Collected data entries:

◇ ◇ ◇

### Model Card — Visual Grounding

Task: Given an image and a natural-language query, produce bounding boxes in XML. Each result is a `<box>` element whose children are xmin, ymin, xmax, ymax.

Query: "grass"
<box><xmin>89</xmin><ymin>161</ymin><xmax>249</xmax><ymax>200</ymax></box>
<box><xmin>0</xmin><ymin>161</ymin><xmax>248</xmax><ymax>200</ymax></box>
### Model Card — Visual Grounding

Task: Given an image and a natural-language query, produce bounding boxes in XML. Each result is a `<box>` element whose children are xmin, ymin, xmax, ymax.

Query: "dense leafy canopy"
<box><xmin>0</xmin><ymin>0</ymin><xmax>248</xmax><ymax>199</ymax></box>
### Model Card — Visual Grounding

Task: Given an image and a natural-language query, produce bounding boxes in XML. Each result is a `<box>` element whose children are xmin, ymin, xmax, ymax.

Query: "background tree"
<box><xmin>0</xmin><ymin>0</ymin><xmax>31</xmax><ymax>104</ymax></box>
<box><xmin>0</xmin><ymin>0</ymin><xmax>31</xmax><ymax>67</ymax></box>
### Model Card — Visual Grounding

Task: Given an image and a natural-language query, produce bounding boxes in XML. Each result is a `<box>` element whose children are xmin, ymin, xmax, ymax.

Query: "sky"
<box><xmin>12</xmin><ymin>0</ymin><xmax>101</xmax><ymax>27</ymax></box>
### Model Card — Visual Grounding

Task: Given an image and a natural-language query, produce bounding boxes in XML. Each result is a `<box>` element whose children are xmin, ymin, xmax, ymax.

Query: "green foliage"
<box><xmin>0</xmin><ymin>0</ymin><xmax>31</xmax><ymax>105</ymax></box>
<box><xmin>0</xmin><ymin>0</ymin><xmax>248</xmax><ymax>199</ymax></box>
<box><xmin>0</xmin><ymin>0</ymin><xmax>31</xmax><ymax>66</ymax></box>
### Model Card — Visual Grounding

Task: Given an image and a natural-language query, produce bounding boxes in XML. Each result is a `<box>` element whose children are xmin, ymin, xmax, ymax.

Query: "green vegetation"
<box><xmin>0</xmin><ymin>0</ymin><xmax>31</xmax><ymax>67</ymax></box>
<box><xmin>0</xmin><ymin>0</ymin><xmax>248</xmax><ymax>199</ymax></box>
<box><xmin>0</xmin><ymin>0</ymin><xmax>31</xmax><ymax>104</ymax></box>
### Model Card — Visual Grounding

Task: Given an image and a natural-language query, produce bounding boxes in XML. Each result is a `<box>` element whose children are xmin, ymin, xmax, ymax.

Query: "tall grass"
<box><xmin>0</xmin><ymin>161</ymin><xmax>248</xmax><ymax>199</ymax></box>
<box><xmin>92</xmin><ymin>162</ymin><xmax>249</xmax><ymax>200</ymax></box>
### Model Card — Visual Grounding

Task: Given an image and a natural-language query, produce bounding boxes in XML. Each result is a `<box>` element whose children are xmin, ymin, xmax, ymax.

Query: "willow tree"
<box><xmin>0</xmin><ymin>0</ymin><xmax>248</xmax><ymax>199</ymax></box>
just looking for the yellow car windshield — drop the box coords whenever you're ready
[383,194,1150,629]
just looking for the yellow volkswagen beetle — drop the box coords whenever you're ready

◇ ◇ ◇

Repeat, word for word, every line above.

### Model Card — Visual Grounding

Task: Given an image and a natural-language query, produce bounding boxes in XML. Each result is a `<box>` element whose children are xmin, ymin, xmax, ymax.

Query: "grass"
<box><xmin>89</xmin><ymin>161</ymin><xmax>249</xmax><ymax>200</ymax></box>
<box><xmin>0</xmin><ymin>161</ymin><xmax>248</xmax><ymax>200</ymax></box>
### Model Card — Visual Grounding

Task: Given an image and a natural-language query, produce bounding boxes in XML. Each result is a `<box>` element whose children are xmin, ymin, xmax, ymax.

Query: "dense leafy canopy"
<box><xmin>0</xmin><ymin>0</ymin><xmax>248</xmax><ymax>199</ymax></box>
### Model Card — Visual Grounding

Task: Given an image and a natural-language query, produce bounding boxes in XML. Each result is a `<box>` element whose children are xmin, ymin, xmax, ymax.

Query: "background tree"
<box><xmin>0</xmin><ymin>0</ymin><xmax>31</xmax><ymax>104</ymax></box>
<box><xmin>0</xmin><ymin>0</ymin><xmax>31</xmax><ymax>67</ymax></box>
### Model Card — Visual Grounding

Task: Given an image and a natural-language query, produce bounding boxes in XML. Each result is a `<box>` element whose children are xmin, ymin, xmax, ymax.

Query: "sky"
<box><xmin>12</xmin><ymin>0</ymin><xmax>101</xmax><ymax>27</ymax></box>
### Model Card — Visual Grounding

Task: Given an image and a natural-language query, produce bounding boxes in XML. Each result is a `<box>` element whose children are xmin, ymin, xmax, ymax.

Query: "green foliage"
<box><xmin>0</xmin><ymin>0</ymin><xmax>31</xmax><ymax>105</ymax></box>
<box><xmin>0</xmin><ymin>0</ymin><xmax>248</xmax><ymax>199</ymax></box>
<box><xmin>0</xmin><ymin>0</ymin><xmax>31</xmax><ymax>66</ymax></box>
### Model Card — Visual Grounding

Task: Given an image and a natural-language query, produce bounding boxes in XML. Each result is a `<box>` element whose children are xmin, ymin, xmax, ymax.

Query: "green vegetation"
<box><xmin>0</xmin><ymin>0</ymin><xmax>31</xmax><ymax>67</ymax></box>
<box><xmin>0</xmin><ymin>0</ymin><xmax>248</xmax><ymax>199</ymax></box>
<box><xmin>0</xmin><ymin>0</ymin><xmax>31</xmax><ymax>104</ymax></box>
### Model Card — Visual Grounding

Task: Given an image and a natural-language query, produce bounding boxes in XML. Each result is a `<box>` element whose children are xmin, ymin, xmax, ymax.

Query: "tall grass"
<box><xmin>0</xmin><ymin>161</ymin><xmax>248</xmax><ymax>199</ymax></box>
<box><xmin>92</xmin><ymin>162</ymin><xmax>249</xmax><ymax>200</ymax></box>
### Model Card — Visual Grounding

Task: Given an image and a natural-language query, produce bounding boxes in XML. Each result is a `<box>` element whose children are xmin, ymin, xmax, ymax.

Query: "willow tree"
<box><xmin>0</xmin><ymin>0</ymin><xmax>248</xmax><ymax>199</ymax></box>
just looking for the yellow car windshield — drop the box coords whenever you're ready
[383,194,1150,629]
just looking for the yellow volkswagen beetle — drop the box coords whenever you're ready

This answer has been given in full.